▶ Problem: Go through the entries below and print each one exactly, leaving out pictures.

* BEGIN Information provided *

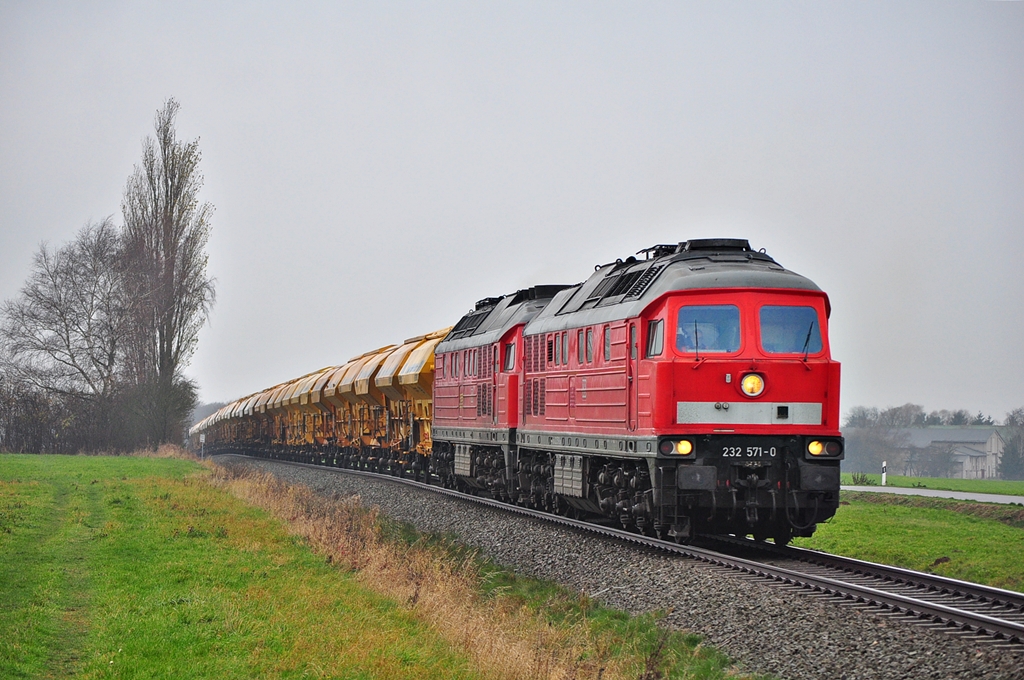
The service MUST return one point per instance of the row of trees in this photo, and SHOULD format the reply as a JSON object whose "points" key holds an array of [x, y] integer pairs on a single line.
{"points": [[93, 347], [912, 415], [876, 435]]}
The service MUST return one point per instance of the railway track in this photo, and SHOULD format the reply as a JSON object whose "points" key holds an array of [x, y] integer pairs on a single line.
{"points": [[981, 612]]}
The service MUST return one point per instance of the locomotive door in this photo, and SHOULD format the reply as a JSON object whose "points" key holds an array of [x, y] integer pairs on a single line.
{"points": [[631, 382]]}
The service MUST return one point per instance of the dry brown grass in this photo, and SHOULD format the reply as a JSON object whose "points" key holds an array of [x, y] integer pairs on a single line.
{"points": [[504, 639]]}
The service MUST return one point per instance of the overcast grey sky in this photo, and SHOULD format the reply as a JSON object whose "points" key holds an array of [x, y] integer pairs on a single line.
{"points": [[378, 167]]}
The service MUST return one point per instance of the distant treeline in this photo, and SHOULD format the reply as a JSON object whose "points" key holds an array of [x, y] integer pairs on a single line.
{"points": [[873, 435], [92, 348]]}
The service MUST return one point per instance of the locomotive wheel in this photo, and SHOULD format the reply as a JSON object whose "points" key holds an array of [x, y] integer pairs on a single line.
{"points": [[782, 536]]}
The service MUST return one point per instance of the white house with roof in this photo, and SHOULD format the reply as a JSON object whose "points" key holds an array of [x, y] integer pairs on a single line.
{"points": [[975, 451]]}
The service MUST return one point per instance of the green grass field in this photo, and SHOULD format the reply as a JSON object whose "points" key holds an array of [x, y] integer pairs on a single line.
{"points": [[121, 567], [1003, 486], [140, 567], [979, 542]]}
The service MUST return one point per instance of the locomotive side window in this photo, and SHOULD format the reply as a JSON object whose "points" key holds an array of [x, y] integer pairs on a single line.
{"points": [[655, 337], [708, 328], [790, 330]]}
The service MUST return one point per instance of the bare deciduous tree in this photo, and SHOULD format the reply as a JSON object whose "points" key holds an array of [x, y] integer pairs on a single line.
{"points": [[64, 335], [65, 332], [166, 232]]}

* END Information provided *

▶ The reply:
The service MUST return one point per instance of the row of trees in this photo, and SHOULD format the reply as a JSON object whose "points" key holds an array of [x, y] integer pairs on a single line.
{"points": [[93, 347], [912, 415], [876, 435]]}
The service MUST return one point per instance of the railway track in this photo, and SHOULD format the reply as a JSON object whose "points" key holds an array of [x, y] integer pairs on a single line.
{"points": [[981, 612]]}
The service MUST return one point per instance of the locomotive door in this photo, and SHOULD format the reply as a JSON object whose "points" key holds an array of [x, y] integer pairs on a single line.
{"points": [[631, 382]]}
The service MUST return one point per instance of the dry brown grass in this photo, and SHOULD format the reply as a JSON object whose "points" key holds an array of [x, y] integer pairs on a single line.
{"points": [[504, 639]]}
The service MUST return one point per instance of the overcast grey sky in this photo, and SHOULD format the reply as a JSON object whose "points" key holds an array of [x, y] integer pairs on a single line.
{"points": [[378, 167]]}
The service MUST return one point per instance of the distant treeline in this photo, and SHOULD format the reply as a JSON object whose "points" key holds an array of [x, y] integer pairs on a single line.
{"points": [[873, 435], [92, 348]]}
The service MUST return one point per instance of the locomotive wheel in this photo, and SHOULD format the reply as a JSON object whose "points" key holds an array of [x, y] integer pairs on a single line.
{"points": [[782, 536]]}
The service MUST return one point per instance of the white house with roof in this photo, and SHOULD format the reply as a JSON object whose "points" key holds an array of [x, y] integer pairs on a single line.
{"points": [[975, 451]]}
The service MUST return one point per instance of the green grass field in this photo, and SHOULD format the reply as a JSON object whose "points" key holds an array of [x, y] integer pairs on a single line.
{"points": [[121, 567], [1003, 486], [140, 567], [979, 542]]}
The service MUST return one point per instance of the locomotive side window in this photo, and SHOULD format the reply as a JSON object whose "points" key holds an array of [x, y] integer pairs on a single line.
{"points": [[655, 337], [708, 328], [790, 330]]}
The service MUST return one point per instance of the bare deciduous tree in this photo, and SHOULD format the reply as a JSON object whose "points" key holds an array of [x, y] integer pairs on a single line.
{"points": [[64, 335], [65, 332], [166, 232]]}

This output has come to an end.